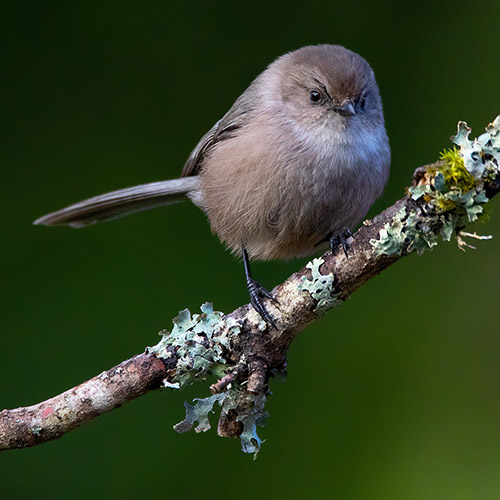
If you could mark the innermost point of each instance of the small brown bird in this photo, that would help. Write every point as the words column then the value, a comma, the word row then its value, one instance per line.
column 296, row 162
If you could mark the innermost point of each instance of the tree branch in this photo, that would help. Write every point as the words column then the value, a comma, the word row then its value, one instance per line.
column 239, row 349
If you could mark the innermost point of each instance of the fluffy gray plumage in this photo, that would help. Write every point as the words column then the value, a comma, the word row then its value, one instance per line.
column 301, row 154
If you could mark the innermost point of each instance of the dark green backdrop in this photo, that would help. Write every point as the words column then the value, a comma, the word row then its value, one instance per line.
column 395, row 395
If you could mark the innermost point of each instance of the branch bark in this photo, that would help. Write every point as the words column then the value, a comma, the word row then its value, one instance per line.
column 252, row 352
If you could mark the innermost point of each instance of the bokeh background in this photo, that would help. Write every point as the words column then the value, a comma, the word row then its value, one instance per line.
column 394, row 395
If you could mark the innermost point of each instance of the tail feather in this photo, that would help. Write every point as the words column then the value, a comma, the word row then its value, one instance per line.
column 122, row 202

TASK PROMPT: Please print every record exactly, leaving out the pictures.

ANSWER SPACE:
If you could mark the innermost point of each instance of the small brown bird in this photo, that would help. Write every point as the words column then the value, a comma, the word row then its value, one instance per line.
column 296, row 162
If you could mark the innermost point of each instance of the tree branch in this photo, that would help. Write every point as the words column then the value, a comma, the word row then its value, one instance per line.
column 239, row 349
If you could mark the innermost point of each instance of the fluffy gray plumage in this photo, that would help. Write every point as the words column then the value, a comma, the word row then its value, one instance per line.
column 301, row 154
If you could mark the innermost point of each instance of the dark green backdrop in this photo, that would help. Write every point as the words column then the value, a comma, the word row then its value, one instance per line.
column 395, row 395
If you could mark the innermost point of each instance of the branch bark in this photo, that would help. Write every point as the words column then the value, a comma, the word row then its value, one instance per line.
column 252, row 352
If you could mark the innermost point of each instance of the bokeh background in this photo, that would help. Write every point as the words column then the value, a comma, the word row then its value, one instance per line.
column 394, row 395
If you could mark the innermost point of each instance of the tail feather in this photo, that would help. Write every point as the words column then the value, a comma, the word row then its value, one instance per line.
column 122, row 202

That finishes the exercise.